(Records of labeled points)

— START —

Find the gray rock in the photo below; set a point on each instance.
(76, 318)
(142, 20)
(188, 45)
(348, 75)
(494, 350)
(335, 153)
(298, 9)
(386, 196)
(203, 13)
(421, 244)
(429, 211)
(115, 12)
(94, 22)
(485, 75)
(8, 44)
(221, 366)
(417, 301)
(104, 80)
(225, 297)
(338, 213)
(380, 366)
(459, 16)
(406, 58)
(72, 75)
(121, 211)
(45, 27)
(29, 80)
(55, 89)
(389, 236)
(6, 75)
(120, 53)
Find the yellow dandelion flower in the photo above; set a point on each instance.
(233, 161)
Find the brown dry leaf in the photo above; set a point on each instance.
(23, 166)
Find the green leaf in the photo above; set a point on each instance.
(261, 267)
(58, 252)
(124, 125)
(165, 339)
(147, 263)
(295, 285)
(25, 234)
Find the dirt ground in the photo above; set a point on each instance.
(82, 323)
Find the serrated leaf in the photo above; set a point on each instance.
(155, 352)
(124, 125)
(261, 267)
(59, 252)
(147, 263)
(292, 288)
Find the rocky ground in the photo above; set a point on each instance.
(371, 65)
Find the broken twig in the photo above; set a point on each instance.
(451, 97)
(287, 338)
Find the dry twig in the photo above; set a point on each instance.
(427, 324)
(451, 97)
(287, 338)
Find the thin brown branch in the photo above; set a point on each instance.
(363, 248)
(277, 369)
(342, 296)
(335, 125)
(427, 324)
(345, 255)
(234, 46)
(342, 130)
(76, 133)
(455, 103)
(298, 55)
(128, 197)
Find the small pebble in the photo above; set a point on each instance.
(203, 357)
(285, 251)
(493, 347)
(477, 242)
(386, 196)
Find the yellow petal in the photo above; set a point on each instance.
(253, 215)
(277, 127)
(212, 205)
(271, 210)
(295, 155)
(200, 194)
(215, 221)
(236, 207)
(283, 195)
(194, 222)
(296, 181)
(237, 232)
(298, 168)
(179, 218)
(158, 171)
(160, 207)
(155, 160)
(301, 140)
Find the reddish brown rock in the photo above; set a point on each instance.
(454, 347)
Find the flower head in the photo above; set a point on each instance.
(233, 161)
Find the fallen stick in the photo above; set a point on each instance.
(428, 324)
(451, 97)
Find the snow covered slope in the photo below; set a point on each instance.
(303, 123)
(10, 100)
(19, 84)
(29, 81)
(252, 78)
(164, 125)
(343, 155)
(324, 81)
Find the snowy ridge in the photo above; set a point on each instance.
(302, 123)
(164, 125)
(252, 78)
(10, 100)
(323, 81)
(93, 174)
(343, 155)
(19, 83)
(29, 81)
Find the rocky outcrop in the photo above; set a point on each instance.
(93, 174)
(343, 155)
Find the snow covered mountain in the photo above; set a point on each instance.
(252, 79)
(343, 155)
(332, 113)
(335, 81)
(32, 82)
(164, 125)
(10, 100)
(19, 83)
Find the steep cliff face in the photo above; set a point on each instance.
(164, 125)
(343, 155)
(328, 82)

— END —

▸ Your task: Write out all of the rows above word for word, with no changes.

▸ Result of the task:
Find the gray rock in the photo below; set a point on each instance.
(76, 318)
(142, 20)
(188, 45)
(348, 75)
(494, 350)
(335, 153)
(298, 9)
(386, 196)
(203, 13)
(421, 244)
(429, 211)
(115, 12)
(94, 22)
(485, 75)
(8, 44)
(221, 366)
(417, 301)
(104, 80)
(225, 297)
(338, 213)
(380, 366)
(459, 16)
(406, 58)
(72, 75)
(121, 211)
(45, 27)
(29, 80)
(55, 89)
(389, 236)
(6, 75)
(120, 53)
Find the yellow dandelion flower in the photo above; set a point on each instance.
(233, 161)
Find the brown dry leaf in the photo above; set a point on each instance.
(23, 166)
Find the green leaf in the photo above; set a point on each instance.
(261, 267)
(58, 252)
(124, 125)
(165, 339)
(147, 263)
(295, 285)
(25, 234)
Find the dirt ground in the photo above; set a point on each instance.
(82, 323)
Find the serrated leaf in the photo above; set a point on each instance.
(155, 352)
(124, 125)
(261, 267)
(59, 252)
(147, 263)
(292, 288)
Find the rocky ground in the photo above; set a point on each instance.
(371, 65)
Find the broken twig in the photo above; set a point on each instance.
(451, 97)
(287, 338)
Find the dry twig in the photo above; set a point on each instance.
(427, 324)
(451, 97)
(287, 338)
Find the thin brown branch in the photo above; set a point on each instance.
(363, 248)
(277, 369)
(342, 296)
(335, 125)
(427, 324)
(345, 255)
(234, 46)
(342, 130)
(76, 133)
(455, 103)
(298, 55)
(128, 197)
Find the small pebble in the photo above; set a point on each instance.
(203, 357)
(285, 251)
(493, 347)
(477, 242)
(386, 196)
Find the yellow petal in the photo above; set a point on each instance.
(253, 215)
(277, 127)
(212, 205)
(271, 210)
(295, 155)
(200, 194)
(215, 221)
(236, 207)
(283, 195)
(194, 222)
(296, 181)
(237, 232)
(298, 168)
(179, 218)
(158, 171)
(160, 207)
(155, 160)
(301, 140)
Find the reddish brown rock in the photo above; set a point on each instance.
(454, 347)
Find the flower head in the photo above; set a point on each instance.
(233, 161)
Find the fallen stick in the photo above; set a point on each instance.
(428, 324)
(451, 97)
Find the snow covered slope in the photo below; set a point on each instance.
(303, 123)
(10, 100)
(19, 84)
(29, 81)
(252, 78)
(164, 125)
(343, 155)
(324, 81)
Find the snowy ridge in the photo above; set a point on each instance.
(302, 123)
(164, 125)
(252, 78)
(10, 100)
(323, 81)
(93, 174)
(343, 155)
(19, 83)
(29, 81)
Find the rocky outcrop in the photo above; set a point on each instance.
(93, 174)
(343, 155)
Find the snow covered mountain in the photo above; set a point on each instance.
(252, 79)
(343, 155)
(332, 113)
(335, 81)
(32, 82)
(164, 125)
(10, 100)
(19, 83)
Find the steep cliff face in the photo above; set a point on each instance.
(164, 125)
(343, 155)
(328, 82)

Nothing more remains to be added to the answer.